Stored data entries
_ _ _ _ _

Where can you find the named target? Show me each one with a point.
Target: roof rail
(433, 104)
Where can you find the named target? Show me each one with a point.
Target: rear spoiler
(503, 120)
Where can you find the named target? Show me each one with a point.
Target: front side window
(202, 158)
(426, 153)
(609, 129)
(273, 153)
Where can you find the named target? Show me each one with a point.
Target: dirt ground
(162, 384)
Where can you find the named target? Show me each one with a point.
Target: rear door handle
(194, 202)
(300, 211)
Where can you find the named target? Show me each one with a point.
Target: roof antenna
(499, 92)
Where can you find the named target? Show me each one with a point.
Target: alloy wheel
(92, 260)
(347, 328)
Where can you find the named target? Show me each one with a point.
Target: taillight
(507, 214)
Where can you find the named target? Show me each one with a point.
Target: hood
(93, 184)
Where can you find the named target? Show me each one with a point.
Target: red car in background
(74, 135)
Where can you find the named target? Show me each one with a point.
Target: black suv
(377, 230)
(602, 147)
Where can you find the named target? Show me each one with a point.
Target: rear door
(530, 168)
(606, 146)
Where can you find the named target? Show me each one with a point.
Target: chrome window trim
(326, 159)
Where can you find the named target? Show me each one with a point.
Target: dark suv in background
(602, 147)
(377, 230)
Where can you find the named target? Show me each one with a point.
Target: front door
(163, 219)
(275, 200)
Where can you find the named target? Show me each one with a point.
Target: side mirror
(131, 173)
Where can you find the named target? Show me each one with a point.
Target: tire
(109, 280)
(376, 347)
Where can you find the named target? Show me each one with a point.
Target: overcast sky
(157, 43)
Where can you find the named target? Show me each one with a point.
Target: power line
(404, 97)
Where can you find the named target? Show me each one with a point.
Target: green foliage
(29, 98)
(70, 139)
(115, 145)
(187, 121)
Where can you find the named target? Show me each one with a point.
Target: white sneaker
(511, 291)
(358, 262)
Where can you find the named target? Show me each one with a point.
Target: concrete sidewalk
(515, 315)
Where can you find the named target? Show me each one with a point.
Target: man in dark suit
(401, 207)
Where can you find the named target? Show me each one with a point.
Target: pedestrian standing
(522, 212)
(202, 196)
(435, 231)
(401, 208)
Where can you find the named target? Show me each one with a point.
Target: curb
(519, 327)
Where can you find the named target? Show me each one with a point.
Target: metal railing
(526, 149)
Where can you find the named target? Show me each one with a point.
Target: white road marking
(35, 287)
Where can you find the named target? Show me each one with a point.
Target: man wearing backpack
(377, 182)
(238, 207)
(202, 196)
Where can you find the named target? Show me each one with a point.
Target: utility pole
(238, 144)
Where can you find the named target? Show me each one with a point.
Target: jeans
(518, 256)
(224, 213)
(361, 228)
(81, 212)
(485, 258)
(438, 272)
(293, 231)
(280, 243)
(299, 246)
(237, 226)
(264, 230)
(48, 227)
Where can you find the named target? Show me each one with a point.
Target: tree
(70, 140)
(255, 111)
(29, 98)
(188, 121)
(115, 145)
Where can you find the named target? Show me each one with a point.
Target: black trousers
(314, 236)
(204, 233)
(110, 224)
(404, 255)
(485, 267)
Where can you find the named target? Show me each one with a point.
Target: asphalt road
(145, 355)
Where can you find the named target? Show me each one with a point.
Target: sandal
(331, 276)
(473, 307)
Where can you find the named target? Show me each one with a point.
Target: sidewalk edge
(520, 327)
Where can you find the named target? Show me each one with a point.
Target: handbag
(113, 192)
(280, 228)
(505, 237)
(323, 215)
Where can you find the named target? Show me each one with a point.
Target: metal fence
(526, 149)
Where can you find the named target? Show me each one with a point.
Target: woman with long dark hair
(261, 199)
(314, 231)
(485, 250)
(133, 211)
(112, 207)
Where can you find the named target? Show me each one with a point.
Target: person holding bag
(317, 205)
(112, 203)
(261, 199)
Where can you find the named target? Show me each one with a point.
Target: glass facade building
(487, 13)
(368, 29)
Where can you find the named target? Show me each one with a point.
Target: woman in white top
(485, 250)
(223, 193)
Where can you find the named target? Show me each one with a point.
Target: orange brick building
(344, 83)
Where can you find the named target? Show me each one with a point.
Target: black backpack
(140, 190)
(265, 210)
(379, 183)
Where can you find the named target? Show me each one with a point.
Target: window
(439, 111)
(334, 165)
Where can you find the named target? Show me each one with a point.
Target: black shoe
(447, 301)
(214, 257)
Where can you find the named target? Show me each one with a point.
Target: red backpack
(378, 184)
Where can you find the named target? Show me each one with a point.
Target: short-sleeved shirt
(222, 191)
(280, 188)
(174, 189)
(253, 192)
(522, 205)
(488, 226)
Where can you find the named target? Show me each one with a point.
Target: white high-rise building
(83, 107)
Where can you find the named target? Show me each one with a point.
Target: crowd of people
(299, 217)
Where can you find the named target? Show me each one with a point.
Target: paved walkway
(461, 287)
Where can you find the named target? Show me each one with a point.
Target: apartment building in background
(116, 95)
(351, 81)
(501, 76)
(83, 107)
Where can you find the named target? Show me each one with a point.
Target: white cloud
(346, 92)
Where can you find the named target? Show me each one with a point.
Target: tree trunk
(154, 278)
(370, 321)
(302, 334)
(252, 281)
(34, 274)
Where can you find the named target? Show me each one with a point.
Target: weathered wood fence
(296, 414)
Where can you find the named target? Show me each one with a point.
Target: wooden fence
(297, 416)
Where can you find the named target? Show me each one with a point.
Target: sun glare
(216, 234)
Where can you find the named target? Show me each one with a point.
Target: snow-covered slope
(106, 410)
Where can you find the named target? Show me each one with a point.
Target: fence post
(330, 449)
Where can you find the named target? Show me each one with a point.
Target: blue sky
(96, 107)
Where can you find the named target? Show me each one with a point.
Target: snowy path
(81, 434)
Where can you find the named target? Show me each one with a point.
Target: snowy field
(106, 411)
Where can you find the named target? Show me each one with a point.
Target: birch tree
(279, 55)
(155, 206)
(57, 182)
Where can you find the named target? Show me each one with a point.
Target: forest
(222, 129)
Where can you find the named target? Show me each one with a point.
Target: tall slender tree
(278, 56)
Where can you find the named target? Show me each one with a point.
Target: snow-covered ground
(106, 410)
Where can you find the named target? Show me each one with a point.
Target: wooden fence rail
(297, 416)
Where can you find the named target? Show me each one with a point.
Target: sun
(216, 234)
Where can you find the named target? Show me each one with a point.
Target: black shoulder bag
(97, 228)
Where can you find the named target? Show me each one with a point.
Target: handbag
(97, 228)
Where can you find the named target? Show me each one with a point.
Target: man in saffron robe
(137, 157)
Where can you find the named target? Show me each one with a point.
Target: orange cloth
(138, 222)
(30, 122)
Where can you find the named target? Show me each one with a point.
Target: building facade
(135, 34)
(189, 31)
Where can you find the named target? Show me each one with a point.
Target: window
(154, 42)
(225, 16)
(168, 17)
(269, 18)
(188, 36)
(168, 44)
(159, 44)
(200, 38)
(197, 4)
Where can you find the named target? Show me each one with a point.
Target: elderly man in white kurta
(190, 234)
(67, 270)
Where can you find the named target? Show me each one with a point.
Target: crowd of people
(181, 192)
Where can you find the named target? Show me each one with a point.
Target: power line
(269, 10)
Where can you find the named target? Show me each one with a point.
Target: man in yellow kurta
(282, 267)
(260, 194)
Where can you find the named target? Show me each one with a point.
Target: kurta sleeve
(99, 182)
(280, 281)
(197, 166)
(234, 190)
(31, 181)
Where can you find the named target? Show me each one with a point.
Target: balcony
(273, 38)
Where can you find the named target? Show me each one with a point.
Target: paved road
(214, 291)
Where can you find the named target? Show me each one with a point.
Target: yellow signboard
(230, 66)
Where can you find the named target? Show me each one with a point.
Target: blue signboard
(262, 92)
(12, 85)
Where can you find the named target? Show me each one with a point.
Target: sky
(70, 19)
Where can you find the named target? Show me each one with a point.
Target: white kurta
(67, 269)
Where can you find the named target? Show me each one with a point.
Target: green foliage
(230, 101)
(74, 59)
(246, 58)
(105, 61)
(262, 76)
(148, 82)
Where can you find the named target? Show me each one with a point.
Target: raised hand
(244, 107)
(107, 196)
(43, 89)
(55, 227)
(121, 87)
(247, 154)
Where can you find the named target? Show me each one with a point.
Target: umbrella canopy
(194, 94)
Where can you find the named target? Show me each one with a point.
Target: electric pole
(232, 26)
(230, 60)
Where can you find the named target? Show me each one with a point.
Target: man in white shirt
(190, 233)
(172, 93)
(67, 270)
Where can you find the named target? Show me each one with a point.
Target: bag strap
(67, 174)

_ _ _ _ _

- **EXERCISE DESCRIPTION**: All lines from the one containing "Target: building facade" down to the final line above are to be restated word for word; leave out the rest.

- **ANSWER SECTION**:
Target: building facade
(135, 34)
(189, 31)
Where can you find the named target? Show me each one with a point.
Target: window
(154, 42)
(225, 16)
(168, 17)
(269, 18)
(188, 36)
(168, 44)
(159, 44)
(200, 38)
(197, 4)
Where can you find the named target? Show me each one with a point.
Target: elderly man in white kurta
(190, 234)
(67, 270)
Where can you find the named target? Show me each one with a point.
Target: crowd of people
(181, 192)
Where can you find the named target? Show me each one with a point.
Target: power line
(269, 10)
Where can you find the named target? Show me each one with a point.
Target: man in yellow kurta
(282, 267)
(260, 194)
Where can you find the named target? Show me each one with a point.
Target: kurta sleeve
(99, 182)
(280, 281)
(197, 166)
(234, 190)
(31, 181)
Where can you find the named target? Show me each one with a point.
Target: balcony
(273, 38)
Where can you find the named target? Show me each one with a point.
Target: paved road
(214, 291)
Where can you find the named target? Show me each one with a point.
Target: yellow signboard
(230, 66)
Where can you find the named target? Show me each one with a point.
Target: blue signboard
(262, 92)
(12, 85)
Where can you find the named target? Show me each one with a point.
Target: sky
(70, 19)
Where can you find the named target? Show me each one with a point.
Target: white kurta
(67, 269)
Where can you find the named target? Show me each one with a point.
Target: green foliage
(230, 101)
(74, 59)
(246, 58)
(105, 61)
(262, 76)
(148, 82)
Where can you find the named target? Show me each one with a point.
Target: raised hand
(244, 107)
(107, 196)
(43, 89)
(55, 227)
(121, 87)
(247, 154)
Where can you find the named target? Show me each one with a point.
Target: umbrella canopy
(194, 94)
Where can you find the named target? Show me each one with a point.
Target: electric pole
(232, 26)
(230, 60)
Where can you find the named target? Show me each one with a point.
Target: man in white shirt
(190, 233)
(172, 93)
(67, 270)
Where can you find the named target? Show me each one with a point.
Target: bag strap
(67, 174)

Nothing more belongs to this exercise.